Referring expression pointing data:
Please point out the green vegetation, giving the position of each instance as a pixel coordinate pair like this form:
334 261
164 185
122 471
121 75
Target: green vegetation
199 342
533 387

● TASK STATEMENT:
Each line of the data above should appear again in your answer, exactly as given.

● EXPECTED ANSWER:
Please point out the green vegetation, giving the position of each instance as a pixel coordinate pair like this form:
334 261
164 185
122 471
121 75
Target: green vegetation
199 342
533 387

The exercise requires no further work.